### Written exercise
Please give the listing from the line with "output [[279, 145]]." to the line with "[[175, 98], [138, 98]]" as a two-column CSV headed text and answer, one row per answer. Put the wording that precedes each answer under text and the answer itself under answer, each in one quoted field with line breaks turned into spaces.

### Coordinate annotation listing
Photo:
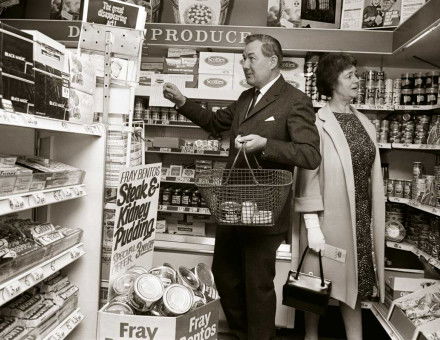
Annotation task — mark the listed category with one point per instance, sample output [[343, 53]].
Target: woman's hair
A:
[[329, 68]]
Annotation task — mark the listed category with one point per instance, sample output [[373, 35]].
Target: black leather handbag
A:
[[307, 292]]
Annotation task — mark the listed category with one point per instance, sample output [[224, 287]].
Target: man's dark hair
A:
[[270, 46], [329, 68]]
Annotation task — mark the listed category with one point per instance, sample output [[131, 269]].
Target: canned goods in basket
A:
[[177, 299], [119, 308], [230, 212], [204, 274], [123, 283], [187, 278], [146, 290], [166, 274]]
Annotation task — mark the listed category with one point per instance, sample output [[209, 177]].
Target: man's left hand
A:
[[254, 143]]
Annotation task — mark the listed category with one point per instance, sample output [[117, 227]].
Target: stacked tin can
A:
[[397, 85], [360, 98], [370, 87], [162, 291], [310, 76]]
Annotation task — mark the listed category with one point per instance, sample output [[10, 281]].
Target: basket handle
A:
[[242, 149]]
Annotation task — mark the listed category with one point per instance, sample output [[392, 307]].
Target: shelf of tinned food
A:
[[202, 244], [16, 285], [33, 199], [184, 209], [172, 179], [416, 205], [51, 124], [231, 95], [66, 326], [187, 151], [413, 249]]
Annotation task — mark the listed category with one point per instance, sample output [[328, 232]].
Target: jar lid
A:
[[178, 299], [148, 287]]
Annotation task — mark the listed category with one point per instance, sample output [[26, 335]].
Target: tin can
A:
[[123, 283], [419, 80], [248, 210], [204, 275], [230, 212], [166, 274], [406, 97], [119, 308], [419, 95], [407, 81], [187, 278], [390, 187], [431, 96], [146, 290], [177, 299], [398, 188], [417, 169]]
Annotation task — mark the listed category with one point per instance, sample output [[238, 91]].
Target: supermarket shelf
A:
[[192, 152], [170, 179], [170, 123], [44, 123], [33, 199], [413, 249], [416, 205], [380, 313], [66, 326], [384, 145], [202, 245], [422, 147], [18, 284], [184, 210]]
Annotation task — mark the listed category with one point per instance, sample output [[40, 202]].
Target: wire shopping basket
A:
[[248, 197]]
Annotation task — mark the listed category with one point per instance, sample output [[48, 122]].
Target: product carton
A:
[[216, 63], [200, 323], [215, 82], [406, 328]]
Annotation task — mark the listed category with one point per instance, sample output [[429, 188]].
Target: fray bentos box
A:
[[200, 323], [411, 312]]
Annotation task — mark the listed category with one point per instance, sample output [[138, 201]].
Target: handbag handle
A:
[[242, 150], [320, 265]]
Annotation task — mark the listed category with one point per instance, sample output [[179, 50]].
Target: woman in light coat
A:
[[342, 201]]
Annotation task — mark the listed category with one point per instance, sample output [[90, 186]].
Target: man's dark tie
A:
[[254, 100]]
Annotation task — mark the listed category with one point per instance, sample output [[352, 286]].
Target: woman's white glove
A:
[[315, 237]]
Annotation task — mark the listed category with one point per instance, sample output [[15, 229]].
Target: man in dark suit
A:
[[276, 121]]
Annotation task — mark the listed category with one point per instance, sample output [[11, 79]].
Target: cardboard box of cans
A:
[[411, 312], [187, 308], [17, 61]]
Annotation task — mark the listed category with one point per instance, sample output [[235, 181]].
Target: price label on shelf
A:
[[16, 203], [37, 274], [12, 289]]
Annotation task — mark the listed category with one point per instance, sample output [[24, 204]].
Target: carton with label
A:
[[216, 63]]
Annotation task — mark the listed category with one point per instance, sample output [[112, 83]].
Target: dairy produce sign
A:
[[135, 218], [199, 324]]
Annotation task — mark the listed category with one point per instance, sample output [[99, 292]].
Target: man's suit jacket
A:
[[284, 115]]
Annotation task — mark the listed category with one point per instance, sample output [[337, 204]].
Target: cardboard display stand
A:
[[133, 243]]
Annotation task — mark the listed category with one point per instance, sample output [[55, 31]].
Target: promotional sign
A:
[[115, 13], [198, 324], [135, 219]]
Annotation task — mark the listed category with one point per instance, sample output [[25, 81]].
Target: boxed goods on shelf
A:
[[200, 12], [411, 311], [17, 60], [60, 174], [178, 291]]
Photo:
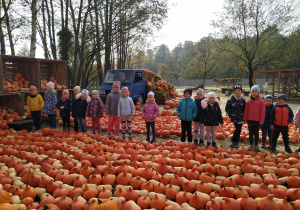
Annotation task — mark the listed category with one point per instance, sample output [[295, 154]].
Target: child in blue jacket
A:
[[211, 117], [186, 111], [197, 125], [265, 128]]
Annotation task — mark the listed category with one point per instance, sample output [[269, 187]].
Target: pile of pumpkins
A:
[[17, 83], [67, 170], [51, 79]]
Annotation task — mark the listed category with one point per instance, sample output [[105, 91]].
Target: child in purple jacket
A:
[[95, 111], [150, 112]]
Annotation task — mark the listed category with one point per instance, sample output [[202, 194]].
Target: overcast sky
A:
[[189, 20]]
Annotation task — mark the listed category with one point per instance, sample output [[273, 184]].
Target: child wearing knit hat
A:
[[64, 106], [265, 128], [95, 111], [35, 104], [254, 115], [111, 109], [50, 98], [198, 128], [126, 112], [211, 117], [282, 115], [149, 112], [186, 111], [235, 108], [76, 90]]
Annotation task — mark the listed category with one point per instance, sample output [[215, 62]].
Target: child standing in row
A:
[[35, 104], [235, 108], [76, 91], [254, 115], [265, 128], [149, 112], [297, 124], [50, 104], [95, 111], [186, 111], [79, 108], [64, 105], [126, 112], [111, 109], [211, 117], [281, 116], [197, 126]]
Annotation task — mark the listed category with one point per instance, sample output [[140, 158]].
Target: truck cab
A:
[[132, 78]]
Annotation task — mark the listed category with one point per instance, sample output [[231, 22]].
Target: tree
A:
[[206, 59], [246, 26]]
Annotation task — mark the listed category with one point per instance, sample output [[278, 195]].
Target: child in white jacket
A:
[[126, 112]]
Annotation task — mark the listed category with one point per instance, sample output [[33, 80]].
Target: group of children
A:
[[258, 113], [204, 111]]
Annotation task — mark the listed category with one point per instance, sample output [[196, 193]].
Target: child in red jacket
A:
[[254, 115], [281, 116]]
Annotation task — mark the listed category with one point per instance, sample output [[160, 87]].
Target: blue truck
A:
[[134, 79]]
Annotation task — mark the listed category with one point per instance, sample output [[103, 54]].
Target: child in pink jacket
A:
[[297, 124], [254, 115], [150, 112]]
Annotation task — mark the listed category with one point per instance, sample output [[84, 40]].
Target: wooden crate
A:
[[28, 67], [54, 68], [14, 101]]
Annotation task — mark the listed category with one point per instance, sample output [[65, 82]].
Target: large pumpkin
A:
[[104, 204], [4, 197], [7, 206]]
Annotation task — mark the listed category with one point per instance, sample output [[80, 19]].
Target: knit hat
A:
[[200, 90], [124, 88], [77, 88], [281, 96], [211, 95], [237, 87], [268, 96], [189, 91], [32, 87], [151, 94], [255, 87], [116, 84], [85, 91], [95, 92], [50, 85], [66, 92]]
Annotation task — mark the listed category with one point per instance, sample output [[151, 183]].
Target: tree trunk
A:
[[7, 21], [33, 29]]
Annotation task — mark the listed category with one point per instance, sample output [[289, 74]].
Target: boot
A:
[[263, 144]]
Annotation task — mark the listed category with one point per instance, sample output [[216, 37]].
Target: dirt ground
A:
[[293, 104]]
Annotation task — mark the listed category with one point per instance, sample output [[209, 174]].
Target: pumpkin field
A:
[[51, 169]]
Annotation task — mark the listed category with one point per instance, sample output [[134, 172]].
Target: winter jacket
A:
[[79, 107], [65, 112], [187, 109], [50, 102], [297, 118], [255, 110], [266, 124], [281, 115], [112, 103], [95, 108], [211, 114], [235, 108], [35, 103], [126, 106], [150, 111], [199, 109]]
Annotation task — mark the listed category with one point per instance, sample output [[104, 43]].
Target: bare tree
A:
[[248, 26]]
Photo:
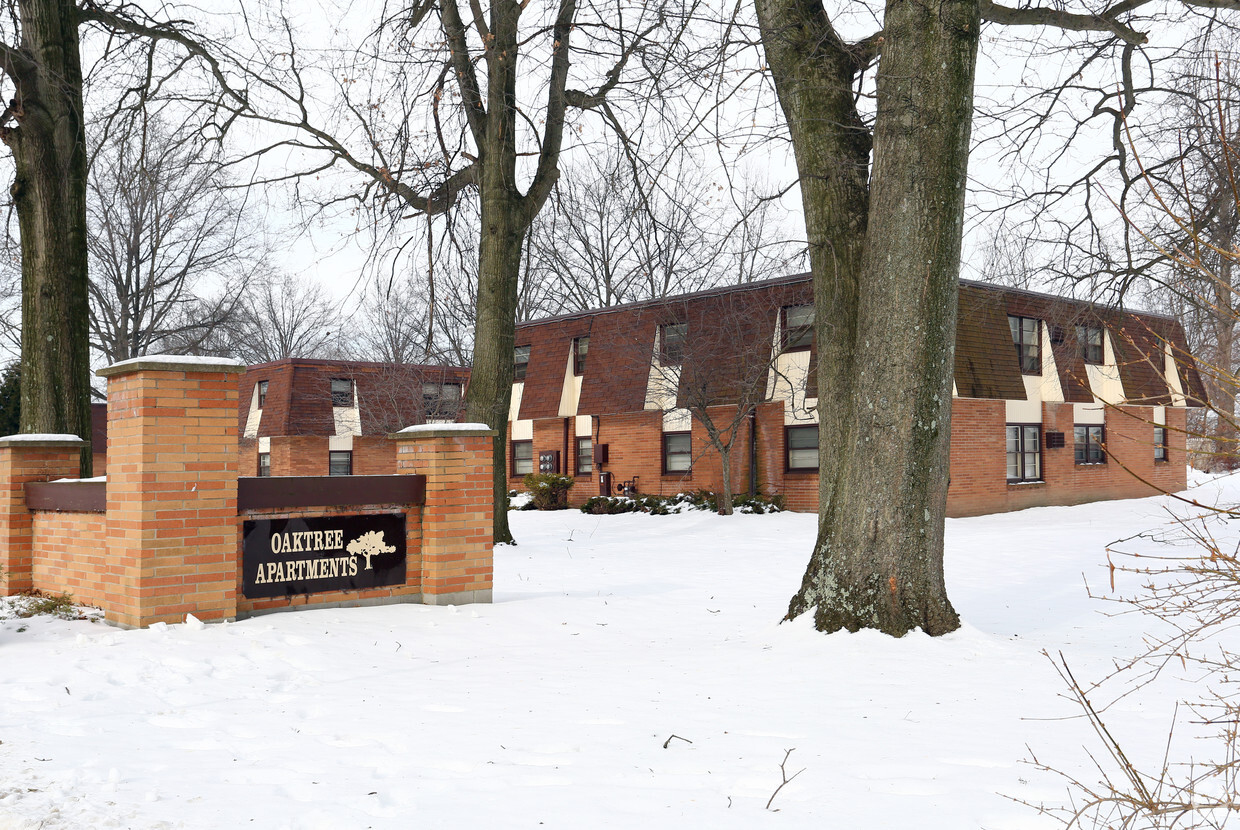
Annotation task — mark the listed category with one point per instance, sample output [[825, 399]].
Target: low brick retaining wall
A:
[[165, 536]]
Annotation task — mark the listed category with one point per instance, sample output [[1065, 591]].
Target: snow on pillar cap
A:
[[172, 364]]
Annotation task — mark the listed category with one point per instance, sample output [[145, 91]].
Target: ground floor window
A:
[[522, 457], [1024, 452], [584, 455], [340, 462], [1089, 444], [677, 452], [801, 448], [1160, 443]]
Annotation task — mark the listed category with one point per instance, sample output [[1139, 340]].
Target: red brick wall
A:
[[978, 469], [72, 555]]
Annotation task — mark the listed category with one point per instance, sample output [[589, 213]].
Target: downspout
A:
[[753, 452]]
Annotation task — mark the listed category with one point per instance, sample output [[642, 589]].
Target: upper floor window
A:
[[580, 346], [440, 401], [520, 362], [1089, 444], [801, 448], [1027, 336], [1090, 339], [341, 392], [671, 343], [797, 326]]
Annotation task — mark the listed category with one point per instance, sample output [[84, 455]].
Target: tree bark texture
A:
[[885, 263], [505, 220], [48, 191]]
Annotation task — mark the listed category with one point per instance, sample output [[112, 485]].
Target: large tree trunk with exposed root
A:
[[48, 191], [885, 261]]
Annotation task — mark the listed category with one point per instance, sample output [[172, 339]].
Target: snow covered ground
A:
[[556, 706]]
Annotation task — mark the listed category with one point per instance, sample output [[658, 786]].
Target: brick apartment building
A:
[[1055, 401]]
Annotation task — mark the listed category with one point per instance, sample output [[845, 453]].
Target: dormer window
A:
[[341, 392], [580, 349], [1089, 339], [1027, 336], [520, 362], [671, 344], [797, 326]]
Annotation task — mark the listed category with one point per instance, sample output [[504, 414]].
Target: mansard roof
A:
[[389, 396], [623, 340]]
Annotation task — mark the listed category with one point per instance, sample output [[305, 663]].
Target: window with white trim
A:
[[677, 452], [1023, 452], [801, 448], [1090, 443]]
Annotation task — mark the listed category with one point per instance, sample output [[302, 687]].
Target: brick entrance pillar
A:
[[456, 534], [27, 458], [172, 486]]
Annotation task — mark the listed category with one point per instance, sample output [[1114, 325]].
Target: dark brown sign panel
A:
[[310, 555]]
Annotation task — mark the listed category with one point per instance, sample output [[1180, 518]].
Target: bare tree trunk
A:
[[505, 220], [48, 147], [724, 496], [1223, 388], [887, 319]]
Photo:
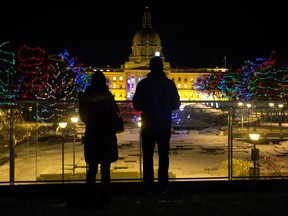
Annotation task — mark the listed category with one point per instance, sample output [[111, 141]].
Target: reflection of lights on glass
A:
[[74, 119], [139, 123], [62, 124], [254, 135]]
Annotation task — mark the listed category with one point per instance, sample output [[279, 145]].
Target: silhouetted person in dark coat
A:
[[156, 96], [100, 142]]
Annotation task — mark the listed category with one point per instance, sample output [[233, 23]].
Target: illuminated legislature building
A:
[[146, 44]]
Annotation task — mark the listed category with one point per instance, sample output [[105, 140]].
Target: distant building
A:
[[146, 44]]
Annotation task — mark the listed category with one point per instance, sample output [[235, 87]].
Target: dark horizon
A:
[[193, 35]]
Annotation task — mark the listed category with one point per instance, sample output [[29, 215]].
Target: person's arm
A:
[[175, 98], [138, 98]]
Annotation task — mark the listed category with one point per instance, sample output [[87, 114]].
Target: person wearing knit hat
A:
[[100, 141], [156, 97]]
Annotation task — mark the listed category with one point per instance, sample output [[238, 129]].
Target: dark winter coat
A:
[[156, 96], [100, 142]]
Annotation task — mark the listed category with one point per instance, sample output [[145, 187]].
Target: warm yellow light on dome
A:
[[157, 53]]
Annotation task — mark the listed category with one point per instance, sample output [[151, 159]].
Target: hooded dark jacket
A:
[[156, 96], [100, 142]]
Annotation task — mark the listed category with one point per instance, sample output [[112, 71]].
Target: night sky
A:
[[194, 34]]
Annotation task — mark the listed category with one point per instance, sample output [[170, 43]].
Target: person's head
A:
[[156, 64], [98, 79]]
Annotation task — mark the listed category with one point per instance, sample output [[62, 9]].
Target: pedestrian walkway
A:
[[262, 197]]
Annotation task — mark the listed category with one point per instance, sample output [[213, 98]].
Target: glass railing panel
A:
[[265, 158]]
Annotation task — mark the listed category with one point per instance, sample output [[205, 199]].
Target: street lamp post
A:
[[280, 119], [240, 104], [74, 120], [271, 116], [140, 145], [62, 125], [255, 171], [248, 118]]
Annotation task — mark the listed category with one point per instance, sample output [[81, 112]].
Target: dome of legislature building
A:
[[146, 43]]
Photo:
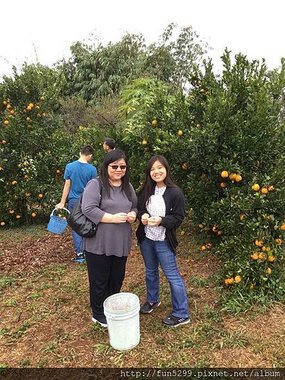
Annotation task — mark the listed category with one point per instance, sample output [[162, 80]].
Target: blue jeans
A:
[[159, 252], [77, 239]]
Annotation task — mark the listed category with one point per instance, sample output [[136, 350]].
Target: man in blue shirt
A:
[[76, 175]]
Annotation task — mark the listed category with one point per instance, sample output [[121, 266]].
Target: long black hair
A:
[[149, 184], [109, 158]]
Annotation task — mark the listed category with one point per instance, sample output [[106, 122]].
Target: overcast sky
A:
[[42, 31]]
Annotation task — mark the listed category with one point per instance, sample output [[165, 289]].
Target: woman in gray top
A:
[[110, 202]]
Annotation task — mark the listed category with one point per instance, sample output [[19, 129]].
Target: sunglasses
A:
[[115, 167]]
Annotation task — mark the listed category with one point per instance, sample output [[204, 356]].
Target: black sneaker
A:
[[102, 321], [172, 321], [148, 307]]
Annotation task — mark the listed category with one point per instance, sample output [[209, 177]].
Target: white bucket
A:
[[122, 313]]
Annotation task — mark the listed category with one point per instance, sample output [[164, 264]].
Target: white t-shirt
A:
[[156, 207]]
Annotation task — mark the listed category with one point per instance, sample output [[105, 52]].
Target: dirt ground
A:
[[253, 340]]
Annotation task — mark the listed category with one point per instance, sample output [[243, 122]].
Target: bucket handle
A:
[[59, 209]]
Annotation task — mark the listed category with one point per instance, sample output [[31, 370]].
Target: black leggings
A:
[[106, 275]]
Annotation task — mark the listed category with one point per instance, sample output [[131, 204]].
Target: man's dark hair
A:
[[87, 150], [110, 142]]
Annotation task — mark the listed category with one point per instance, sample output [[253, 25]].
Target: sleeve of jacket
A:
[[176, 214], [141, 206]]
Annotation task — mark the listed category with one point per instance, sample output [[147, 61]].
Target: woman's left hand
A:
[[154, 221], [131, 216]]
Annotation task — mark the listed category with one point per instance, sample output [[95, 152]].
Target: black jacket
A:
[[174, 215]]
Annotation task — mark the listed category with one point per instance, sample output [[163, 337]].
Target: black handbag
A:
[[79, 222]]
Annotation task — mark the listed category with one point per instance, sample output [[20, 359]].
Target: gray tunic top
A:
[[111, 238]]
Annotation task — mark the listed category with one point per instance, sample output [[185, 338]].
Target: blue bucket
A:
[[56, 224]]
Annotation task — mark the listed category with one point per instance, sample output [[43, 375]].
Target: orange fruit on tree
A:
[[232, 176], [184, 166], [255, 187], [237, 279], [238, 178], [259, 243], [224, 174], [254, 256]]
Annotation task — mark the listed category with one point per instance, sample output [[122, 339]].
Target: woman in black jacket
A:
[[161, 209]]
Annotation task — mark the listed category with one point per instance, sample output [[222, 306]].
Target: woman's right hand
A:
[[120, 217], [145, 218]]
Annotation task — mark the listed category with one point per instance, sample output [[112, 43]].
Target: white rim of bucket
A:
[[120, 312]]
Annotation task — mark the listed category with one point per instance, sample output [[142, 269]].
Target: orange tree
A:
[[225, 141], [32, 145], [237, 156]]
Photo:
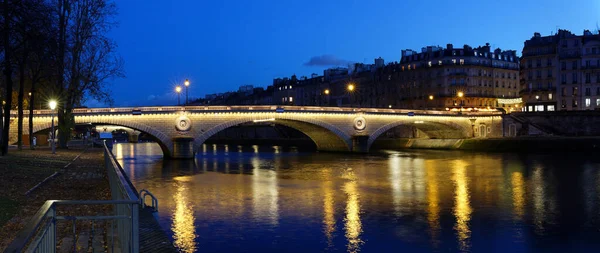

### Answer in full
text,answer
"Annotation task — mark the listed category with one point per instance, sample output [[279, 145]]. Target: silhouetted person in dark coat A:","[[156, 96], [100, 142]]"
"Annotation task — mark the listed category with one point per instance, sample output [[233, 23]]. Target: illuminated legislature building A:","[[146, 44]]"
"Annotation task — mark the listed category with one point per instance, sample output [[105, 140]]. Target: distant building A:","[[146, 44]]"
"Annotation task — mark the listed category with one point per instance, sample output [[235, 87]]. Target: dark horizon A:","[[193, 35]]"
"Annotation task — mark the listed category with one point per instance, sample output [[29, 215]]. Target: person's arm A:","[[175, 98], [138, 98]]"